##### Records for this task
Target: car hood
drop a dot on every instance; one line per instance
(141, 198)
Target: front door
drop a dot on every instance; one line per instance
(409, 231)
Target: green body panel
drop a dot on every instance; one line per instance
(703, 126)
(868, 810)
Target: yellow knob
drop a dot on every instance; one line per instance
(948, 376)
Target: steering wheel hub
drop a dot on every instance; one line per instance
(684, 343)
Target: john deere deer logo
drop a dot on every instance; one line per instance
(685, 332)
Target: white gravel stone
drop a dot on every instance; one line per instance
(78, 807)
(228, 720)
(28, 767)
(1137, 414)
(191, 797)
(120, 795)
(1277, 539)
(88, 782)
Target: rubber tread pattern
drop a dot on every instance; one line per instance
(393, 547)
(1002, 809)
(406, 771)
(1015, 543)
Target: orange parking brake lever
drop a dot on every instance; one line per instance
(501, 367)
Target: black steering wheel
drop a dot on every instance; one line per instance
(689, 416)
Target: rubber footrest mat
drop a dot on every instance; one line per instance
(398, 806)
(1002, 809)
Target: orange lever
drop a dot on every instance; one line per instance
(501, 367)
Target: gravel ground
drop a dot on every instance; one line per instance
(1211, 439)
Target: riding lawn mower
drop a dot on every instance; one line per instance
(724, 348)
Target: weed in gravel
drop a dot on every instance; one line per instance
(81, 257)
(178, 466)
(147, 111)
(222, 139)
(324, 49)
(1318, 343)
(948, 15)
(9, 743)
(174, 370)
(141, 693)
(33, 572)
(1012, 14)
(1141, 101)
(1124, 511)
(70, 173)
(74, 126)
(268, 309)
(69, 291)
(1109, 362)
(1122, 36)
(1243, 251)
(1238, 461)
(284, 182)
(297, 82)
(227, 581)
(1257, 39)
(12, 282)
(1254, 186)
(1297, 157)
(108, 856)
##########
• Written instruction: Quote each of the items above line for line, keeping every line as it is.

• Output of the exercise:
Target: car hood
drop a dot on every instance; one line per instance
(141, 198)
Target: front door
drop a dot on every instance; one line per instance
(409, 231)
Target: green body panel
drop a dot on every instance; one line per instance
(703, 126)
(868, 810)
Target: yellow knob
drop a dot on every instance; one line per instance
(948, 376)
Target: steering wheel hub
drop a dot on every instance; one line per instance
(684, 343)
Target: john deere deer logo
drop a dot on every instance; one line per instance
(685, 332)
Target: white gravel stone
drop a dot on every instance; one line per instance
(78, 807)
(228, 720)
(28, 767)
(1137, 414)
(191, 797)
(120, 795)
(1277, 539)
(88, 782)
Target: rubber tread pattern
drop a dot on every instance; one line per instance
(393, 547)
(1002, 809)
(406, 771)
(1015, 543)
Target: orange parking brake lever
drop a dot on every instance; one line per instance
(501, 367)
Target: black steering wheel
drop a dot on every instance; one line per instance
(689, 416)
Target: rubber footrest mat
drop a dot on every instance; one line per instance
(398, 806)
(1002, 809)
Target: orange lever
drop a dot on every instance; one line per instance
(501, 367)
Target: gravel ground
drop a dot on every instance; one line per instance
(1211, 439)
Target: riding lawn mower
drop a dot on every instance; one line per instance
(724, 348)
Target: weed in gravel
drop a dot on every instance; one line per instance
(81, 257)
(178, 466)
(147, 111)
(222, 139)
(324, 49)
(1318, 343)
(948, 15)
(9, 743)
(174, 370)
(141, 693)
(33, 572)
(1012, 14)
(1141, 101)
(1124, 511)
(70, 173)
(74, 126)
(268, 309)
(69, 291)
(1109, 362)
(1122, 36)
(1243, 251)
(1238, 461)
(284, 182)
(297, 82)
(227, 581)
(1257, 39)
(12, 282)
(1254, 186)
(1297, 157)
(108, 856)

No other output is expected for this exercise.